Your answer is a copy of every line in the records where "jersey" appears.

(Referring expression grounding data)
--- --- ---

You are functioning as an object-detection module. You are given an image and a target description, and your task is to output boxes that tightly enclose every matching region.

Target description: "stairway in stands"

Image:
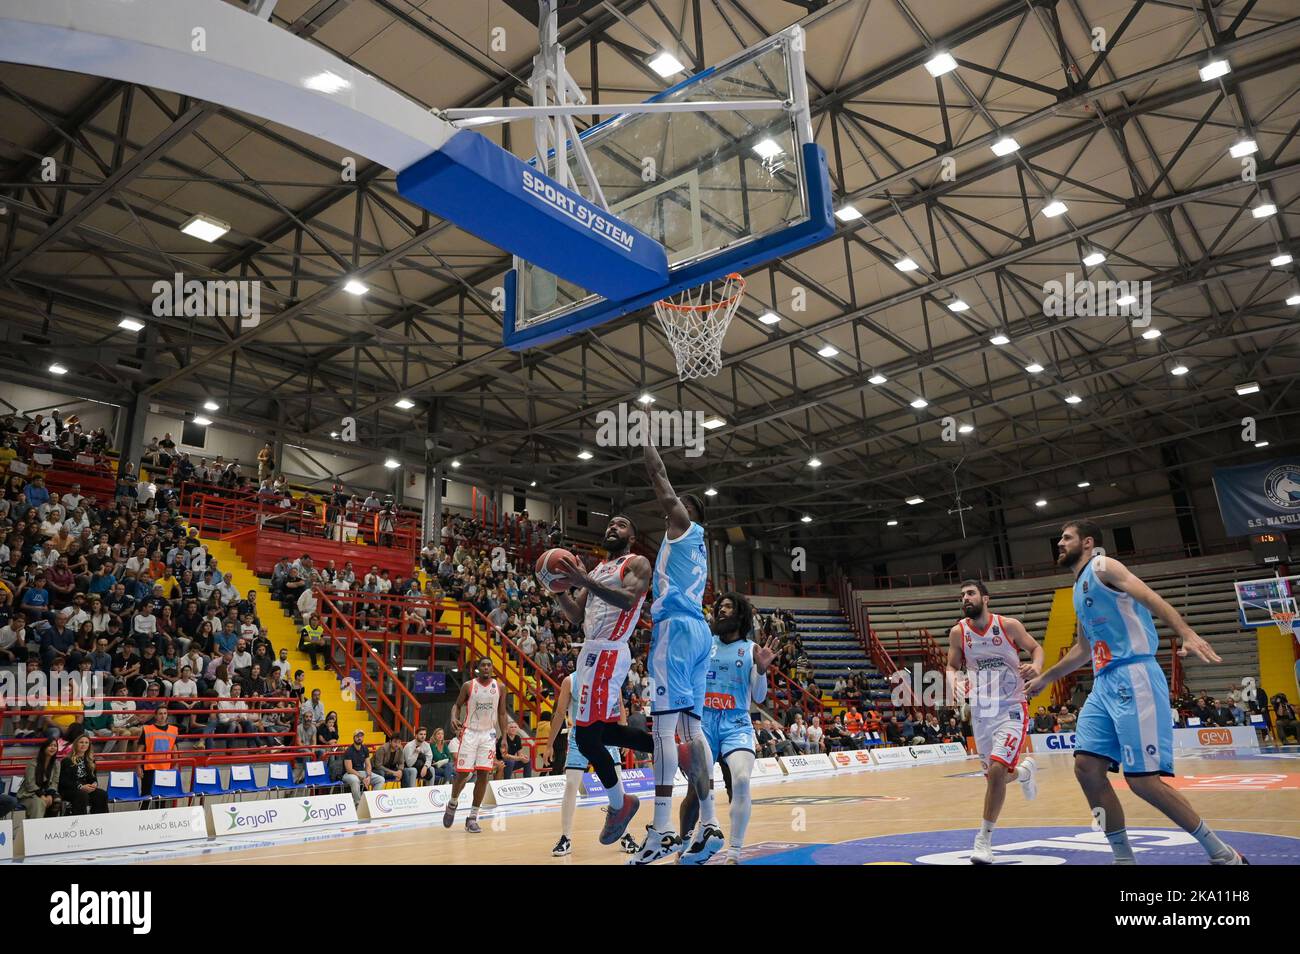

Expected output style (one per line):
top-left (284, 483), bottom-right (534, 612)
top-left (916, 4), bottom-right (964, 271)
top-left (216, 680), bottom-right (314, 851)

top-left (758, 603), bottom-right (891, 713)
top-left (202, 535), bottom-right (379, 742)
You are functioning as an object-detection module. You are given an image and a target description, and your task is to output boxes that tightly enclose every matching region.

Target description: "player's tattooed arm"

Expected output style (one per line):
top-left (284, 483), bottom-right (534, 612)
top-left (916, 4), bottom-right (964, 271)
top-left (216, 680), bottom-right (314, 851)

top-left (554, 588), bottom-right (588, 625)
top-left (1006, 617), bottom-right (1045, 681)
top-left (643, 441), bottom-right (691, 537)
top-left (1094, 558), bottom-right (1222, 663)
top-left (557, 554), bottom-right (651, 611)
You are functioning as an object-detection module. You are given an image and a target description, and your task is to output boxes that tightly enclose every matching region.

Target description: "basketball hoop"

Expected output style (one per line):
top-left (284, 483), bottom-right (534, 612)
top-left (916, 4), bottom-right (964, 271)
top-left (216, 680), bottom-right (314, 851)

top-left (654, 273), bottom-right (745, 380)
top-left (1269, 607), bottom-right (1299, 644)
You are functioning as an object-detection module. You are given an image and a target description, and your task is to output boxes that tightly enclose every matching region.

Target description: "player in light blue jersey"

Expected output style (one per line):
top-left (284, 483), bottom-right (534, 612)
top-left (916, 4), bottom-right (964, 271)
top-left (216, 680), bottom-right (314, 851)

top-left (1029, 519), bottom-right (1247, 865)
top-left (676, 592), bottom-right (776, 865)
top-left (629, 439), bottom-right (714, 865)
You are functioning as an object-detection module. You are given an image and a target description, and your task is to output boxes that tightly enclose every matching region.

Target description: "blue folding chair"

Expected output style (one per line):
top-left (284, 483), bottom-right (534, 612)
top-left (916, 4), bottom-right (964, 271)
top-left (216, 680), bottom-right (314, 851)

top-left (227, 764), bottom-right (264, 797)
top-left (147, 769), bottom-right (187, 802)
top-left (303, 759), bottom-right (339, 793)
top-left (190, 765), bottom-right (230, 808)
top-left (107, 770), bottom-right (145, 803)
top-left (266, 762), bottom-right (297, 792)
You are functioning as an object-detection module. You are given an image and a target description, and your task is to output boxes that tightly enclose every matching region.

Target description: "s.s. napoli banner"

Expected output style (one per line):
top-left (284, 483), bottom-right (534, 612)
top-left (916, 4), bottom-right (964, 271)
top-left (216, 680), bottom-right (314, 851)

top-left (1213, 458), bottom-right (1300, 534)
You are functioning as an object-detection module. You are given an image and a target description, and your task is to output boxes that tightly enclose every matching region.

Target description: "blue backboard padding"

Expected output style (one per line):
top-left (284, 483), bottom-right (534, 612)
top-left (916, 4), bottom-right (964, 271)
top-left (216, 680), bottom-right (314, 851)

top-left (503, 142), bottom-right (835, 351)
top-left (397, 129), bottom-right (668, 301)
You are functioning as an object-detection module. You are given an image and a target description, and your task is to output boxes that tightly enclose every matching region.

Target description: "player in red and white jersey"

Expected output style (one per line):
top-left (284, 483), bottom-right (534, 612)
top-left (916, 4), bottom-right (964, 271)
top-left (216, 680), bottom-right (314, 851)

top-left (551, 515), bottom-right (654, 847)
top-left (946, 579), bottom-right (1045, 864)
top-left (442, 656), bottom-right (508, 833)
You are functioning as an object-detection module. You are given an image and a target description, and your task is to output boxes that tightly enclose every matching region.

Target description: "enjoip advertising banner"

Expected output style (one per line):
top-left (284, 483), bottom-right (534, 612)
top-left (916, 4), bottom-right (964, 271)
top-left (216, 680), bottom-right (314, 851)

top-left (1212, 458), bottom-right (1300, 535)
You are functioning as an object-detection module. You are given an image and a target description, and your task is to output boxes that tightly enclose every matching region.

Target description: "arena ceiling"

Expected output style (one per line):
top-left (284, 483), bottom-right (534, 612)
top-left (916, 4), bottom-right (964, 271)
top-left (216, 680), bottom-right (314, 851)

top-left (1, 0), bottom-right (1298, 567)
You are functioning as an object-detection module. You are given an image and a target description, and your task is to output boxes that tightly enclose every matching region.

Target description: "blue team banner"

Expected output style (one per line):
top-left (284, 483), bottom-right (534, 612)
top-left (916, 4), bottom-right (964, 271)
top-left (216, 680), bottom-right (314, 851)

top-left (582, 767), bottom-right (655, 797)
top-left (412, 671), bottom-right (446, 694)
top-left (1212, 458), bottom-right (1300, 535)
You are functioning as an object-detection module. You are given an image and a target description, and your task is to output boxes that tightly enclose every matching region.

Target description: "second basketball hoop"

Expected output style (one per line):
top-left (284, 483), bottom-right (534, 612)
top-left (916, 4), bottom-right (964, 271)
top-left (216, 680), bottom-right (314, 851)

top-left (654, 273), bottom-right (745, 380)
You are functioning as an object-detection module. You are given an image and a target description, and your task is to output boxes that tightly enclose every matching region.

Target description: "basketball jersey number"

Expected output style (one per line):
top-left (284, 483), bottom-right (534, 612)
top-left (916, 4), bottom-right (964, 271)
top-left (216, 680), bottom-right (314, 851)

top-left (687, 563), bottom-right (707, 604)
top-left (1092, 640), bottom-right (1112, 671)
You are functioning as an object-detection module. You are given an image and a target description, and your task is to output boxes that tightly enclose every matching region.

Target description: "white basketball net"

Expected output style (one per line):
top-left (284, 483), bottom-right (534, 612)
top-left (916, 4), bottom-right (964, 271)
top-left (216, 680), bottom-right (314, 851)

top-left (653, 273), bottom-right (745, 380)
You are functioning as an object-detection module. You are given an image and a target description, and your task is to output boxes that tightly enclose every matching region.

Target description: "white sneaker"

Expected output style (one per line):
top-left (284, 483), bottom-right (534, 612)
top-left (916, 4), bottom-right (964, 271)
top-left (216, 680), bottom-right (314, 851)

top-left (1018, 758), bottom-right (1038, 801)
top-left (551, 835), bottom-right (572, 857)
top-left (678, 823), bottom-right (724, 865)
top-left (970, 840), bottom-right (994, 865)
top-left (627, 827), bottom-right (681, 865)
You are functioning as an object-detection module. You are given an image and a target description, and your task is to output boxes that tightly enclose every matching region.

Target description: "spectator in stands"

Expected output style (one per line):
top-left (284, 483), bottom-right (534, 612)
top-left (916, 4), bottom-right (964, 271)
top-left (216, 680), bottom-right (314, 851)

top-left (498, 721), bottom-right (532, 779)
top-left (316, 710), bottom-right (340, 752)
top-left (767, 719), bottom-right (797, 757)
top-left (298, 688), bottom-right (324, 747)
top-left (300, 613), bottom-right (327, 670)
top-left (19, 736), bottom-right (62, 818)
top-left (884, 714), bottom-right (905, 746)
top-left (341, 729), bottom-right (384, 804)
top-left (788, 713), bottom-right (810, 753)
top-left (1274, 696), bottom-right (1300, 744)
top-left (844, 705), bottom-right (865, 747)
top-left (402, 726), bottom-right (436, 787)
top-left (430, 727), bottom-right (455, 784)
top-left (59, 733), bottom-right (109, 815)
top-left (210, 682), bottom-right (254, 749)
top-left (806, 716), bottom-right (825, 754)
top-left (216, 572), bottom-right (239, 607)
top-left (755, 719), bottom-right (775, 758)
top-left (1033, 705), bottom-right (1055, 733)
top-left (1056, 705), bottom-right (1076, 732)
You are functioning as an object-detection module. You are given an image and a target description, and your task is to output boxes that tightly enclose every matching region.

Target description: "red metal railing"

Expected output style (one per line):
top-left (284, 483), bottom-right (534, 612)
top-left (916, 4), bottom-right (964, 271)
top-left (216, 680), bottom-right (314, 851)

--- --- ---

### RESULT OF THIS TASK
Target description: "player in light blue jersey"
Target description: "player in red and white jersey"
Target description: "basketball jersey number"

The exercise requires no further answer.